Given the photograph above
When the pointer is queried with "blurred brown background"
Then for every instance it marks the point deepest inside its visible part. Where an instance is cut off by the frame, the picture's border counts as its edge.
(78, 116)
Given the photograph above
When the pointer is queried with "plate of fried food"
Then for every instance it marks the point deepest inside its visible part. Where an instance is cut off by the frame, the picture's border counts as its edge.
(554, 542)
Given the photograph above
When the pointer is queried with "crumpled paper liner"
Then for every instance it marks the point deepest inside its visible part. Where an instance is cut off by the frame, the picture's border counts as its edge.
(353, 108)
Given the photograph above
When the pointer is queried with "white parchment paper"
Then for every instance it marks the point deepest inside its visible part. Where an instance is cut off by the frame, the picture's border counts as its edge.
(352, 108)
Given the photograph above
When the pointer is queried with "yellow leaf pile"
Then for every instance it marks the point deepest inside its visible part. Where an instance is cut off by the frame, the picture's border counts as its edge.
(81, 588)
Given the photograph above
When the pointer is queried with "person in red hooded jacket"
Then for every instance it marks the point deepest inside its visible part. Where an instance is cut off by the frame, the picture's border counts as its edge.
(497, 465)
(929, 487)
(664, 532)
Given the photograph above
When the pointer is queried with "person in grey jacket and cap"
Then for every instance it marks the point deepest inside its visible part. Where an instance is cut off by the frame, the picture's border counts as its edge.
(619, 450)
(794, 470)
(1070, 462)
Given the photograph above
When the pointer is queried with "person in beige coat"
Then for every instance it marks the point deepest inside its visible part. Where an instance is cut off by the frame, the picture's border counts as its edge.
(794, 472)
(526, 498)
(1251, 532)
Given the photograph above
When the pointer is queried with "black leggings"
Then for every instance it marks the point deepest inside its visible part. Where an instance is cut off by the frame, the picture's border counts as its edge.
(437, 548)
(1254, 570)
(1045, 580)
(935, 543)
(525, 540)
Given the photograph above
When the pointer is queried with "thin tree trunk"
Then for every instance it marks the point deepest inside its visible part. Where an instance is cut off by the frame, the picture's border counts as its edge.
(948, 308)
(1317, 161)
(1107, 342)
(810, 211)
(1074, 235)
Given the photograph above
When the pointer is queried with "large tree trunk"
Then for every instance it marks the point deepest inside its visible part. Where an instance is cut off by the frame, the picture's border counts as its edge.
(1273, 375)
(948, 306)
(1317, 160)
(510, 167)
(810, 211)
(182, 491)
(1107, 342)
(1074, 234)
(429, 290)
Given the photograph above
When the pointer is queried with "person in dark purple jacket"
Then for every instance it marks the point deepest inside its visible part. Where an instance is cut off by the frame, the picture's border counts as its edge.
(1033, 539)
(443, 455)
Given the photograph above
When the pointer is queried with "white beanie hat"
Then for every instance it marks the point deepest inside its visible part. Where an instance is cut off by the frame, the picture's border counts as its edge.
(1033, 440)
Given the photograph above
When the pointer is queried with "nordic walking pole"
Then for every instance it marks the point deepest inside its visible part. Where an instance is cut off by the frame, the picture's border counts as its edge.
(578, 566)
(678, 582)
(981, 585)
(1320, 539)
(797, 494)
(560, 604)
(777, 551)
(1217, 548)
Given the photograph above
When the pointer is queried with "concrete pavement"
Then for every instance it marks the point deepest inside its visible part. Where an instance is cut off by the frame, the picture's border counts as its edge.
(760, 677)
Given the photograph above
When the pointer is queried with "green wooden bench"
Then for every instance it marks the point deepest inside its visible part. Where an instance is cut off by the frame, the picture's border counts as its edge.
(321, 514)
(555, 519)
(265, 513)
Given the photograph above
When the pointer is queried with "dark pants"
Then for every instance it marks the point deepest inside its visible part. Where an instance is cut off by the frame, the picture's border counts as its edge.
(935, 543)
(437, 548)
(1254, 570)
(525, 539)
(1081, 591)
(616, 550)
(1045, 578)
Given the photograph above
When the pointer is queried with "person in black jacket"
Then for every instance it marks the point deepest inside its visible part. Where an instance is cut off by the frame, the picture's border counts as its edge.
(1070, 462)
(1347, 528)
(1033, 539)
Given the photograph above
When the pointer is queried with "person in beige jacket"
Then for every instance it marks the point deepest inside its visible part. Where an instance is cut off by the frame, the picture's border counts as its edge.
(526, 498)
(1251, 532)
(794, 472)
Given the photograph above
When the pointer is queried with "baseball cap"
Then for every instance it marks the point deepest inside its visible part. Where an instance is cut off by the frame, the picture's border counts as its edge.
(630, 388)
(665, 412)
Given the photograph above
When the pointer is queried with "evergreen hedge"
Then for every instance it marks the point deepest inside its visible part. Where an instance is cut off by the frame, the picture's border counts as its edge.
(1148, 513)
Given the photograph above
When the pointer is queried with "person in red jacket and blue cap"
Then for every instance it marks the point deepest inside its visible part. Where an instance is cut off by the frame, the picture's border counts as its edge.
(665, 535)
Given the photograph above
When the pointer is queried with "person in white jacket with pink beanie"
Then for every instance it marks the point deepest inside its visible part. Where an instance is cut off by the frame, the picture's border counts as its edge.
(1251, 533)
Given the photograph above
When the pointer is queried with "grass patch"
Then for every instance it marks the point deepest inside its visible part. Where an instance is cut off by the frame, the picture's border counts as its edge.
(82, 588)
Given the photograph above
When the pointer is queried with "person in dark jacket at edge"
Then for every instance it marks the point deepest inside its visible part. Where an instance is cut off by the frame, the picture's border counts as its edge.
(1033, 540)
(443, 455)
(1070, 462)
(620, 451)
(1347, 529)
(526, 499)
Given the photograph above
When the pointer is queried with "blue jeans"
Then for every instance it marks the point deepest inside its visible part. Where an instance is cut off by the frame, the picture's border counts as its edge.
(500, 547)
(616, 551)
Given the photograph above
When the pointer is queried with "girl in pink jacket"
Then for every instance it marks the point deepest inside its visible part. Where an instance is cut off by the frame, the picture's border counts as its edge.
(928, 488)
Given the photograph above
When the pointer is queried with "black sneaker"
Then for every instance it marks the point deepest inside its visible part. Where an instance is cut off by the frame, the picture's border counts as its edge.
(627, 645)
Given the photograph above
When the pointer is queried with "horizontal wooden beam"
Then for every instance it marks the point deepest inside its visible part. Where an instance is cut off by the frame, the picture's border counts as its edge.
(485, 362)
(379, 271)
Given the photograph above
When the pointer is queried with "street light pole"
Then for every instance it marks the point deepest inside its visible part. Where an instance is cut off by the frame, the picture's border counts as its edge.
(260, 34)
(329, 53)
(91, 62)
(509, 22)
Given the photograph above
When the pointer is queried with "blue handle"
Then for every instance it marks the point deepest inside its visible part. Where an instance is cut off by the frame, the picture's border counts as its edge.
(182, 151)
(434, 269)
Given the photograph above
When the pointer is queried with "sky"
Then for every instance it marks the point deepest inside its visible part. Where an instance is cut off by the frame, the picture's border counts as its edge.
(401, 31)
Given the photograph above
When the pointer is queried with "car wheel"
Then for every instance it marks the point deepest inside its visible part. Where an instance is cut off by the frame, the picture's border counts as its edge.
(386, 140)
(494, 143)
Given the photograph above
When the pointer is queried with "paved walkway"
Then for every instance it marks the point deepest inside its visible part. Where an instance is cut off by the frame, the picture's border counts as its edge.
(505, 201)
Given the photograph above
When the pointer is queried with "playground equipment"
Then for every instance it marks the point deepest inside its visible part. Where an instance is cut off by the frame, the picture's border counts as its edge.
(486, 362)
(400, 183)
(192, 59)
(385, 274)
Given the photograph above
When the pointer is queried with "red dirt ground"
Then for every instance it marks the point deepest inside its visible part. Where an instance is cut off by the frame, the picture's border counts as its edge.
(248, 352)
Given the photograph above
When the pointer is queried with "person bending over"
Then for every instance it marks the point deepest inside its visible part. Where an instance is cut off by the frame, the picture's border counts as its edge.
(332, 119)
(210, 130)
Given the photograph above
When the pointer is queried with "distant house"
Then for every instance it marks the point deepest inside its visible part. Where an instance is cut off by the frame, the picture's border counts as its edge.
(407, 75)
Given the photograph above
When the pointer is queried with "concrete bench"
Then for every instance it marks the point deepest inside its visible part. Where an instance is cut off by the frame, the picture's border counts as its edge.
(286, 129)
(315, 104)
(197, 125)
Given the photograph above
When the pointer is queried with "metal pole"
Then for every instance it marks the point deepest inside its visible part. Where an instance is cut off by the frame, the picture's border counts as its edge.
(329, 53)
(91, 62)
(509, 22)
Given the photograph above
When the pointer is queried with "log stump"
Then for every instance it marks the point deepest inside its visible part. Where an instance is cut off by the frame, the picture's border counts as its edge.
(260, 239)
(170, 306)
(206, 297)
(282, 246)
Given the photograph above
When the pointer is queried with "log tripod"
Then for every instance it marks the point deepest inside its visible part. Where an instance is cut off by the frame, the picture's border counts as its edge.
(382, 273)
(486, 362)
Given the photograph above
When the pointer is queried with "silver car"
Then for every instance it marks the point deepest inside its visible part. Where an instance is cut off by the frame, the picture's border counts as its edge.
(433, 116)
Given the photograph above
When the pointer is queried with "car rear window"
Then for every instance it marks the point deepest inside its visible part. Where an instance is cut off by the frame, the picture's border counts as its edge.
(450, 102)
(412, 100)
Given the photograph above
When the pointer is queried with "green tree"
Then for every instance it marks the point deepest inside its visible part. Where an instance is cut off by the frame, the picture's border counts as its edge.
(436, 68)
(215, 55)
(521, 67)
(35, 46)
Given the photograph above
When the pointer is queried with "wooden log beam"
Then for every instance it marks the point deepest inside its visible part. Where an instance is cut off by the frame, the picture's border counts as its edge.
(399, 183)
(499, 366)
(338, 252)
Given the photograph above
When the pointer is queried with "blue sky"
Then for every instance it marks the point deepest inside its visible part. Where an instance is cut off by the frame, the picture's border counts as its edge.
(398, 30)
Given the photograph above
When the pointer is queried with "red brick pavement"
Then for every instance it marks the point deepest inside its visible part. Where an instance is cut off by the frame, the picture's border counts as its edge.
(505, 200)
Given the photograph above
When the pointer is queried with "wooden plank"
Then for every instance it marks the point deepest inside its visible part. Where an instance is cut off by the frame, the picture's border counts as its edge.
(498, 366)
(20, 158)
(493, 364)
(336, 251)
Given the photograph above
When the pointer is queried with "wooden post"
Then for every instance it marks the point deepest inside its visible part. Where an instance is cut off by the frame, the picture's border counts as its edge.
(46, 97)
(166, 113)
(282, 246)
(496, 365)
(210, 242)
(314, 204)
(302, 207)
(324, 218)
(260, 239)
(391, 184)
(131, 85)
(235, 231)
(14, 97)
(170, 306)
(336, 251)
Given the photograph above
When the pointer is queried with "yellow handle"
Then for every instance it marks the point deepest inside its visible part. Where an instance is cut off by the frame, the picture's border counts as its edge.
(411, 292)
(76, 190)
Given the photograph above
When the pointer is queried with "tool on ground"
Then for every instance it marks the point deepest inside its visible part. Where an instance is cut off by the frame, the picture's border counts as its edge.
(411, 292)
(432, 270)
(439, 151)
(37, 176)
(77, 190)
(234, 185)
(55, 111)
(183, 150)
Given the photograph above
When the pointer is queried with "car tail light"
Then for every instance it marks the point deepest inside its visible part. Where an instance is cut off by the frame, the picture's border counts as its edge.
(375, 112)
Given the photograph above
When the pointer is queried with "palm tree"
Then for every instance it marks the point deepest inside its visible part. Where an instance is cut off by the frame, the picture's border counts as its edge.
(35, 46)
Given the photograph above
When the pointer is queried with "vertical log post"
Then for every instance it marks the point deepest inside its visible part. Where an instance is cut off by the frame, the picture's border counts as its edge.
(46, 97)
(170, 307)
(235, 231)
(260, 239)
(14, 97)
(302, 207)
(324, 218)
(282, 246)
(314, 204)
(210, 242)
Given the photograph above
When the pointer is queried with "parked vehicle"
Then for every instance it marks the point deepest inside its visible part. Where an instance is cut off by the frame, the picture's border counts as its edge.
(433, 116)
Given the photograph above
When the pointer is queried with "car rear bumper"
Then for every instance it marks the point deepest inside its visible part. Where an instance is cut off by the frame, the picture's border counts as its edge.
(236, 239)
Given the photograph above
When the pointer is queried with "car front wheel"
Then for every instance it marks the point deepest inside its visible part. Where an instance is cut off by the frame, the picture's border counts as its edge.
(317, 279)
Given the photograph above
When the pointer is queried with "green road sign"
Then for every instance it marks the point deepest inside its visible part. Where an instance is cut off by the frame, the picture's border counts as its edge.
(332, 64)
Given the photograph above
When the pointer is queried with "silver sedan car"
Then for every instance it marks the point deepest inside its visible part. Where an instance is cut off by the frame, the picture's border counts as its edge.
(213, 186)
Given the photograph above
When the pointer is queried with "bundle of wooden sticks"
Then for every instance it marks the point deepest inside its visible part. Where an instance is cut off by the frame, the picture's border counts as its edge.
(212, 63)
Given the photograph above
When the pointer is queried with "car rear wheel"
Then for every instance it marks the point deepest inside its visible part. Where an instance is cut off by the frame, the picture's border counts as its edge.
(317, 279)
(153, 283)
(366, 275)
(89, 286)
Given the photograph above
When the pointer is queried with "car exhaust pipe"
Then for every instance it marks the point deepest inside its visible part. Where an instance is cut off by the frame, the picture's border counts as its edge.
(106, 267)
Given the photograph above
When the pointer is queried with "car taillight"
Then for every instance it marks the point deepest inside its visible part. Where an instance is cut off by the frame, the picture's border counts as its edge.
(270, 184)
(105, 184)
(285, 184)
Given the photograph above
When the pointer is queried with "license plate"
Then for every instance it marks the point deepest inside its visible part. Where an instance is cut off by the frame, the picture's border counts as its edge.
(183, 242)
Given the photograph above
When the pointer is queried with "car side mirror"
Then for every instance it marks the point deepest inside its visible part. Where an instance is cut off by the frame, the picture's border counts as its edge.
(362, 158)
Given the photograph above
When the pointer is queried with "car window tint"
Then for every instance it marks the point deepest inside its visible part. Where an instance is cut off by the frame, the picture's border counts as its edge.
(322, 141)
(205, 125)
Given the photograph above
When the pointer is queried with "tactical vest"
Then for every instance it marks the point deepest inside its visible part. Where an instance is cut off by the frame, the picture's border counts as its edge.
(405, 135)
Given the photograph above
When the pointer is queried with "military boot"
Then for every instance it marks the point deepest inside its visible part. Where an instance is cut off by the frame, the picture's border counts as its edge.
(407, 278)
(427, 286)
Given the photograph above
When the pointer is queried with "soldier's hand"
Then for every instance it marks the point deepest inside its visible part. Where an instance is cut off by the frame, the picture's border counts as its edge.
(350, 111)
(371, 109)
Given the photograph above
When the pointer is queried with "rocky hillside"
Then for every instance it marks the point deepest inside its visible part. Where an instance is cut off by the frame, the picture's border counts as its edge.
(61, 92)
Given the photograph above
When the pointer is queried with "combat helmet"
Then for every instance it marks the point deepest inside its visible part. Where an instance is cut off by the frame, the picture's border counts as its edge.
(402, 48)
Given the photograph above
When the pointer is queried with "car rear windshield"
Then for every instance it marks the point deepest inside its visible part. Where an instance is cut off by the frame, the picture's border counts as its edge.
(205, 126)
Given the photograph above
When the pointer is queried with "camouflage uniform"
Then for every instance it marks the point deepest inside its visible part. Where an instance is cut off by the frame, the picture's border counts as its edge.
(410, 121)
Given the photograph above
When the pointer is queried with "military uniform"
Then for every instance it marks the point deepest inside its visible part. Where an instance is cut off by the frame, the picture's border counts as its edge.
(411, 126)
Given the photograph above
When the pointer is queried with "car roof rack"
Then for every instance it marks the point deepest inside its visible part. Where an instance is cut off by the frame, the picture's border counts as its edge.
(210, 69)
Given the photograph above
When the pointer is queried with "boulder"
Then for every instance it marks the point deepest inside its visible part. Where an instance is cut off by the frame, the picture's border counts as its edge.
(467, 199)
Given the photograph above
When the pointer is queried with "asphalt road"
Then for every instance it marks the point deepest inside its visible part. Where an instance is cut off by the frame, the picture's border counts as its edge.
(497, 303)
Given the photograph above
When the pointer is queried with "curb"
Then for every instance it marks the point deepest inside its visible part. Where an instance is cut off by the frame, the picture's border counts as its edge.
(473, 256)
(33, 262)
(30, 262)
▬▬▬
> [What to work on]
In the lines above, find each one with "trunk" and list it.

> [Task answer]
When the pointer is queried with "thin tree trunk"
When the pointer is queried with "large tree trunk"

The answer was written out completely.